-- start Entries shown --

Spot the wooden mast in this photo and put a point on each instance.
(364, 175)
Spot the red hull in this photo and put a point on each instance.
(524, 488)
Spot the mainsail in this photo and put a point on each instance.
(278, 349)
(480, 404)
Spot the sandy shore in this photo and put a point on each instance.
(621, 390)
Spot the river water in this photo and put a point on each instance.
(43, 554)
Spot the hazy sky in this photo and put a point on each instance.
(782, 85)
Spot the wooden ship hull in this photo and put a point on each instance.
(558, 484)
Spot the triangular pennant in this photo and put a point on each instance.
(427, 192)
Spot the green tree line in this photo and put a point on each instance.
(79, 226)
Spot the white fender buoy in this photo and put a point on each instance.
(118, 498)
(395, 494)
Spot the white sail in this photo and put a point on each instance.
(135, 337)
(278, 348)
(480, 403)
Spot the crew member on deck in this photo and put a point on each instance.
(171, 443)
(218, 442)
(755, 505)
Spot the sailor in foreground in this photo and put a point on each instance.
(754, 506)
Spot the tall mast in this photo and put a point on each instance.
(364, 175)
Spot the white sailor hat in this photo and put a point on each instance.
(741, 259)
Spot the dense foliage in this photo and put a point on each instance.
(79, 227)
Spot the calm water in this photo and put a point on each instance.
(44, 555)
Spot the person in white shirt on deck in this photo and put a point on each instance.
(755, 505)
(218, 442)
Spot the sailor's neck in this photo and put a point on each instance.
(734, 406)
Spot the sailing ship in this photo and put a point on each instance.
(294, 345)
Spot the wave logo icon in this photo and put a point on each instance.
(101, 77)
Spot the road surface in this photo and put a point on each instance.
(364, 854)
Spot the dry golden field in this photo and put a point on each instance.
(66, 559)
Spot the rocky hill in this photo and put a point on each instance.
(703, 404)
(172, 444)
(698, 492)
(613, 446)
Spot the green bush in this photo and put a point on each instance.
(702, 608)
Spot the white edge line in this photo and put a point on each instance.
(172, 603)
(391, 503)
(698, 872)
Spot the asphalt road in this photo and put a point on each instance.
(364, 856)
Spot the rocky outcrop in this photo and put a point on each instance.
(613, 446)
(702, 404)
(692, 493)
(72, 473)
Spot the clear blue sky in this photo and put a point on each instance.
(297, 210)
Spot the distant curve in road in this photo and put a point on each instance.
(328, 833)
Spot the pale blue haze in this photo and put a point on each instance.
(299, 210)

-- end Entries shown --

--- Exercise ---
Repeat back the data above, exact to the last character.

--- Result of this exercise ---
Spot the wooden mast in this photo and put a point on each instance.
(364, 175)
Spot the red hull in this photo and put a point on each instance.
(524, 488)
Spot the mainsail in this photo and put a point on each instance.
(278, 349)
(480, 404)
Spot the sandy shore in this photo and put a point on each instance.
(621, 390)
Spot the river water in this photo and put a point on each instance.
(43, 554)
Spot the hazy sky in this photo and put a point on each instance.
(782, 85)
Spot the wooden ship hull in this photo and put a point on each instance.
(558, 484)
Spot the triangular pennant in this photo and put a point on each instance.
(427, 192)
Spot the green tree line in this photo and put a point on each instance.
(79, 226)
Spot the white fender buoy in this photo and put a point on each instance.
(118, 498)
(395, 494)
Spot the white sail in this photo and put a point on each instance.
(135, 337)
(278, 348)
(480, 403)
Spot the crew member on deck in this photo and put a point on each instance.
(171, 443)
(218, 442)
(755, 505)
Spot the sailor in foreground in this photo and put a point on each instance.
(754, 506)
Spot the tall mast in this photo and put a point on each instance.
(364, 175)
Spot the white sailor hat in this photo and put a point on each instance.
(741, 259)
Spot the dense foliage in this photo and put a point on each instance.
(79, 227)
Spot the calm water in this photo and put a point on each instance.
(44, 555)
Spot the person in white shirt on deck in this photo and put a point on each instance.
(755, 505)
(218, 442)
Spot the sailor's neck in this photo and put a point on each instance.
(734, 406)
Spot the sailing ship in this photo and put a point on each instance.
(294, 345)
Spot the wave logo icon in this photo and put a point on each instance.
(101, 77)
Spot the road surface in this photo and put a point on each instance.
(364, 854)
Spot the dry golden field in this photo and put a point on each instance.
(66, 559)
Spot the rocky hill in this photo and put a point on each instance.
(703, 404)
(172, 444)
(698, 492)
(613, 446)
Spot the green bush in this photo and put a point on each instance.
(702, 608)
Spot the white edge line in this photo and put a point on each instance.
(172, 603)
(391, 503)
(698, 872)
Spot the asphalt road in this photo and put a point on each instance.
(364, 856)
Spot the rocky outcrop in this photo and put a point on each instance.
(613, 446)
(702, 404)
(692, 493)
(72, 473)
Spot the clear blue sky in this photo and put a point on each instance.
(297, 210)
Spot the distant curve in road in this photo and put a point on each instance.
(328, 833)
Spot the pale blue haze in this photo and put a point on each instance.
(299, 210)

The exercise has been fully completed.